## WHAT THE TASK REQUIRES:
Find every line in the entries below that contains the word "surgical" and copy each one out. Match case: only lines where the letters appear in the same upper or lower case count.

## DATA SHOWN:
————————
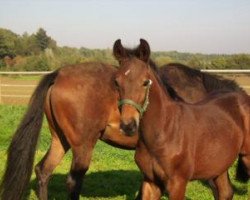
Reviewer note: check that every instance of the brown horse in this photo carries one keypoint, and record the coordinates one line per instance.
(179, 142)
(80, 109)
(192, 85)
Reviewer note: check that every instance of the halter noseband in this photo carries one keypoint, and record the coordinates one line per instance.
(140, 108)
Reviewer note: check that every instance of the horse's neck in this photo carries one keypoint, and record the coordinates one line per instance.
(160, 101)
(161, 114)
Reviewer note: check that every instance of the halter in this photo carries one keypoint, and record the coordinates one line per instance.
(140, 108)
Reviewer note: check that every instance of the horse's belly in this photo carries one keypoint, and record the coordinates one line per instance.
(213, 163)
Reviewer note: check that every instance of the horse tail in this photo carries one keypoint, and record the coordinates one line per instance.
(21, 152)
(241, 171)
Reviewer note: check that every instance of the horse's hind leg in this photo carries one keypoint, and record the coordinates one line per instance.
(80, 164)
(49, 162)
(222, 188)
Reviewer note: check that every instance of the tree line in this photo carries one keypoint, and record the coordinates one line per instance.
(40, 52)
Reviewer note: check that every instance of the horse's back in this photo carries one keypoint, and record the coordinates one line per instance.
(81, 99)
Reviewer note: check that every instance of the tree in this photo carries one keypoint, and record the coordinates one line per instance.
(7, 43)
(44, 41)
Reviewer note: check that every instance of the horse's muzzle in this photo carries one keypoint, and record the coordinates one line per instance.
(129, 128)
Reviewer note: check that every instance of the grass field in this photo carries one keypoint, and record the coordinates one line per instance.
(112, 174)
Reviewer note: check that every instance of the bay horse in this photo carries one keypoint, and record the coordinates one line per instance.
(80, 104)
(178, 141)
(192, 85)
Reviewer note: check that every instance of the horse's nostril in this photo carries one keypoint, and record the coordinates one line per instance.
(129, 128)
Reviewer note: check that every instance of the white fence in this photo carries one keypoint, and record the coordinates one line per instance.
(234, 72)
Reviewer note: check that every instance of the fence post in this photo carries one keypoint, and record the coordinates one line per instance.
(0, 89)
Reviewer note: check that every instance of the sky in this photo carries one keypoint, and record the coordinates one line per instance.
(197, 26)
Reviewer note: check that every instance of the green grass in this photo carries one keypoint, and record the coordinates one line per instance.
(112, 174)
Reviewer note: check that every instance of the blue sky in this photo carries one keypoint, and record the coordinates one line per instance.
(215, 26)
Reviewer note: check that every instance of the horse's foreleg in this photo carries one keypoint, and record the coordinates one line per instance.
(49, 162)
(149, 190)
(113, 136)
(221, 187)
(176, 187)
(80, 164)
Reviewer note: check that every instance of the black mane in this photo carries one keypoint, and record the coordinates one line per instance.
(168, 88)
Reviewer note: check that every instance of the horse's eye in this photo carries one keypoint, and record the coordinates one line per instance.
(147, 83)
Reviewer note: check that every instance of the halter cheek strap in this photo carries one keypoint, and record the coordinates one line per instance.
(140, 108)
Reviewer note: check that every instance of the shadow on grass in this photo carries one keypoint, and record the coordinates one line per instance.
(239, 189)
(101, 184)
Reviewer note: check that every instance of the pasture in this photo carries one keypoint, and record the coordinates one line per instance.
(112, 174)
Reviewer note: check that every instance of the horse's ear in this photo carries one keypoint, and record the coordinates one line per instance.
(144, 50)
(118, 51)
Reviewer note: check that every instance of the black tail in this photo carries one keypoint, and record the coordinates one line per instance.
(241, 173)
(21, 151)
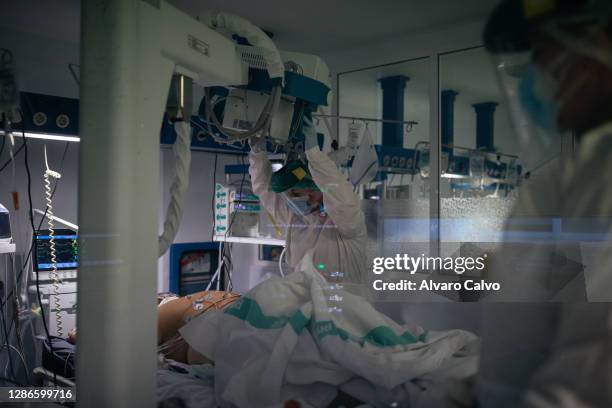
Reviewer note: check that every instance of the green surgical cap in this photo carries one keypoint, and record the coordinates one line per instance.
(292, 175)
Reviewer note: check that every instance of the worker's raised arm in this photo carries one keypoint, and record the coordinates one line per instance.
(341, 203)
(260, 170)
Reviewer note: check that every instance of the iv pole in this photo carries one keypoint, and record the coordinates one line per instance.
(129, 51)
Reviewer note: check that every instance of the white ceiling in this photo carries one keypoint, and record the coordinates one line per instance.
(320, 26)
(316, 26)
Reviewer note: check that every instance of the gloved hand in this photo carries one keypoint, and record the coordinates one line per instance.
(310, 133)
(257, 143)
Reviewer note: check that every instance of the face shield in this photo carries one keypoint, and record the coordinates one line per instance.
(300, 203)
(529, 93)
(550, 72)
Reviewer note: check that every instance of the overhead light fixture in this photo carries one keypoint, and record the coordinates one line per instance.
(45, 136)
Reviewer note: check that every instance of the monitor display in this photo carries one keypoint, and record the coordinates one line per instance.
(66, 251)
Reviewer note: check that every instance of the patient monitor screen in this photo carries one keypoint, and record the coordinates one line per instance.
(65, 250)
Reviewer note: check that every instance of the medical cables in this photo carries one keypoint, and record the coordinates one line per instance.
(280, 262)
(52, 248)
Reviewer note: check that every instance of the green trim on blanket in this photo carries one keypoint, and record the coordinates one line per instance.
(249, 311)
(381, 336)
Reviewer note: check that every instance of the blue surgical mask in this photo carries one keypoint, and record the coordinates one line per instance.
(299, 205)
(536, 93)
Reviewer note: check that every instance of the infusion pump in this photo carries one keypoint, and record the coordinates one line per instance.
(56, 252)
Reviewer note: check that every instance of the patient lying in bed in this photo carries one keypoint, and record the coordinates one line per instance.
(174, 312)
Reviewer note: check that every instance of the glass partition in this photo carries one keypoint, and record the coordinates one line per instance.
(396, 202)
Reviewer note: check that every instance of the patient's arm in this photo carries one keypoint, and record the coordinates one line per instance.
(174, 314)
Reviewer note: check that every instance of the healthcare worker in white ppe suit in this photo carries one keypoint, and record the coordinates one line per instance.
(554, 62)
(316, 206)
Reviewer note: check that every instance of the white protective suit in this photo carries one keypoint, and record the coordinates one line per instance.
(559, 354)
(338, 240)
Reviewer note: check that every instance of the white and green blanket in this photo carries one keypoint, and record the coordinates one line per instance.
(303, 338)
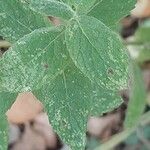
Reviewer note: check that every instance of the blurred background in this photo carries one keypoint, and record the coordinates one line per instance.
(29, 125)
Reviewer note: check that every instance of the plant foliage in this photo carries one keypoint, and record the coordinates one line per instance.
(75, 69)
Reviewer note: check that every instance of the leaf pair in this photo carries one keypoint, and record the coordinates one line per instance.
(78, 68)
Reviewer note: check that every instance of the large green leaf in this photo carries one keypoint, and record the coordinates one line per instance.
(52, 8)
(3, 133)
(137, 99)
(70, 98)
(17, 20)
(97, 52)
(28, 63)
(111, 11)
(81, 6)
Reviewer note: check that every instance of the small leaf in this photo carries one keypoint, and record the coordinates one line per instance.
(137, 99)
(111, 11)
(32, 59)
(17, 20)
(97, 52)
(70, 98)
(52, 8)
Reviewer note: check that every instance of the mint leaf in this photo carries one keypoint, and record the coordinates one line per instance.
(111, 11)
(52, 8)
(32, 59)
(70, 98)
(17, 20)
(97, 52)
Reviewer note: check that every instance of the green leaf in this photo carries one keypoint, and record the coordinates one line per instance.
(97, 52)
(111, 11)
(17, 20)
(52, 8)
(6, 100)
(144, 55)
(142, 35)
(3, 133)
(70, 98)
(32, 59)
(137, 99)
(81, 6)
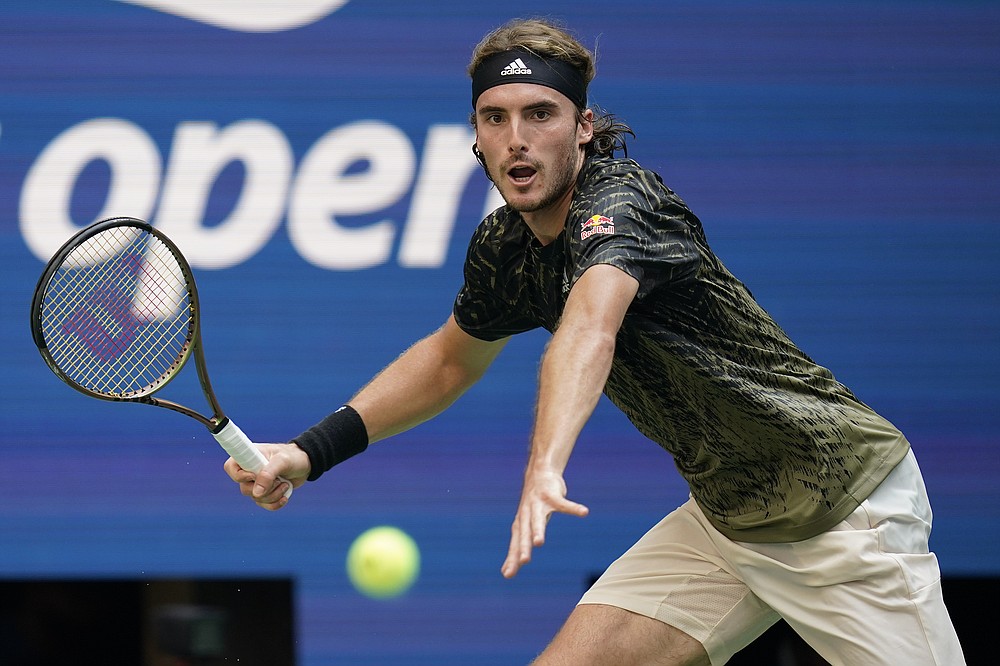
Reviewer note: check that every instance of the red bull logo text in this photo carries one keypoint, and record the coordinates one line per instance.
(598, 224)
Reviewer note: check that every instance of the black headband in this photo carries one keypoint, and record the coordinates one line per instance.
(519, 66)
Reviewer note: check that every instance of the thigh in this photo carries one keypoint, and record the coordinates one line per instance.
(868, 591)
(675, 575)
(598, 635)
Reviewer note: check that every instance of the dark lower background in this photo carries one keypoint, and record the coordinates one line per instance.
(844, 156)
(251, 622)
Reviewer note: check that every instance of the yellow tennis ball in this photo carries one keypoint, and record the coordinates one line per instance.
(383, 562)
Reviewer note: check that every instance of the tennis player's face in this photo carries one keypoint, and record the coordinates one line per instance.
(533, 143)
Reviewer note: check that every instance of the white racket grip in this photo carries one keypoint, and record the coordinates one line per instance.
(244, 451)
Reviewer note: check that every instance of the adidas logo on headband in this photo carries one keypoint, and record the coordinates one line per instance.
(520, 66)
(516, 67)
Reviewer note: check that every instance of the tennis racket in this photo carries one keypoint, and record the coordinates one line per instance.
(115, 315)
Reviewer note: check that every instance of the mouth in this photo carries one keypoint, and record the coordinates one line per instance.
(521, 174)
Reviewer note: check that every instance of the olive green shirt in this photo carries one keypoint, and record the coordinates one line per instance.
(772, 446)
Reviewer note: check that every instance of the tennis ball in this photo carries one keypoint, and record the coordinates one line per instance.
(383, 562)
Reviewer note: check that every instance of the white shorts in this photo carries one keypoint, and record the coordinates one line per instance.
(866, 592)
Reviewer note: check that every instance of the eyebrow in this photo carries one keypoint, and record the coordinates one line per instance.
(541, 104)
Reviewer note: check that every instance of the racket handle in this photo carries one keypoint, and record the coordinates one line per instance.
(244, 451)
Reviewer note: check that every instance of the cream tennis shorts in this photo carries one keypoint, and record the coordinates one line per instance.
(866, 592)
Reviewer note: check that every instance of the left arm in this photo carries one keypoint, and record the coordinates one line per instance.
(574, 370)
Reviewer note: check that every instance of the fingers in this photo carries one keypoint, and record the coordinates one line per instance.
(269, 485)
(528, 529)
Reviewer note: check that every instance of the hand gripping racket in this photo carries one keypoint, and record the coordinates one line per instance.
(115, 315)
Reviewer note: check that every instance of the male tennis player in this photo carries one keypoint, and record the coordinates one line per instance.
(805, 505)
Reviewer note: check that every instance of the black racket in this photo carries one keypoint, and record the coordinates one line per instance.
(115, 315)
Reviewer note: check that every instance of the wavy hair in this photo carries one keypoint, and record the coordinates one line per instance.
(549, 40)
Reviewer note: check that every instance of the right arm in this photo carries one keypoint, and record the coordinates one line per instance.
(421, 383)
(424, 381)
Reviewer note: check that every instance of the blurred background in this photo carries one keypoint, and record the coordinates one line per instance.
(312, 160)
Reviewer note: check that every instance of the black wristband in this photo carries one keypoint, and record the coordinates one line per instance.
(333, 440)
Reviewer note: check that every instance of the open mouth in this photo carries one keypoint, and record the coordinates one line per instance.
(521, 174)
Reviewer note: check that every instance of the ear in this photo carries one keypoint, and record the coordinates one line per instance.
(585, 127)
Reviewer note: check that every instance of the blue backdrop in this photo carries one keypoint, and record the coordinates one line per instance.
(312, 159)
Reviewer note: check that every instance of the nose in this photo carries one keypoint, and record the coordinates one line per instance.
(517, 141)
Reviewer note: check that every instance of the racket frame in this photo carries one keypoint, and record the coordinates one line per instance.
(229, 436)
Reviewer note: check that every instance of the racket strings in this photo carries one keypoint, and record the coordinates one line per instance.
(118, 315)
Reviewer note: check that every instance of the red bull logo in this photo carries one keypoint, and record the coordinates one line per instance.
(598, 224)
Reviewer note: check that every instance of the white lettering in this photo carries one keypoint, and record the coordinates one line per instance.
(48, 187)
(200, 153)
(445, 169)
(358, 169)
(324, 189)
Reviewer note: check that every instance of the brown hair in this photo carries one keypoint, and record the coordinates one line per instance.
(549, 40)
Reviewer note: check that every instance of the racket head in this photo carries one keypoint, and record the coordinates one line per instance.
(115, 313)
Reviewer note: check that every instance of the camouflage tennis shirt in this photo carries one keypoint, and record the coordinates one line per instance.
(772, 446)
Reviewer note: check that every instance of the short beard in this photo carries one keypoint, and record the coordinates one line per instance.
(565, 179)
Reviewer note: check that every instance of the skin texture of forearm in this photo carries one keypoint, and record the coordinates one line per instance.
(424, 381)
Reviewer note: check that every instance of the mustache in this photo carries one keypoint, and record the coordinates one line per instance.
(521, 160)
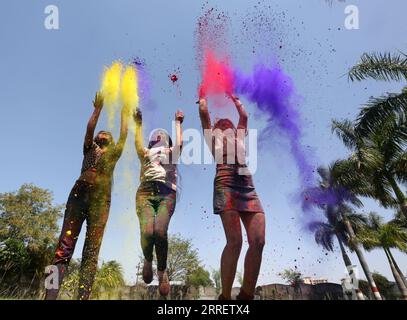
————————
## RESULT OF THIS EXERCISE:
Reviewer note: check that every instance of the green surgical cap in this photo carries one keypoint, and record the coordinates one line per instance.
Reviewer note: check that every instance of the blue surgical mask in this photo carries one keypoint, and record the coordinates one line per instance.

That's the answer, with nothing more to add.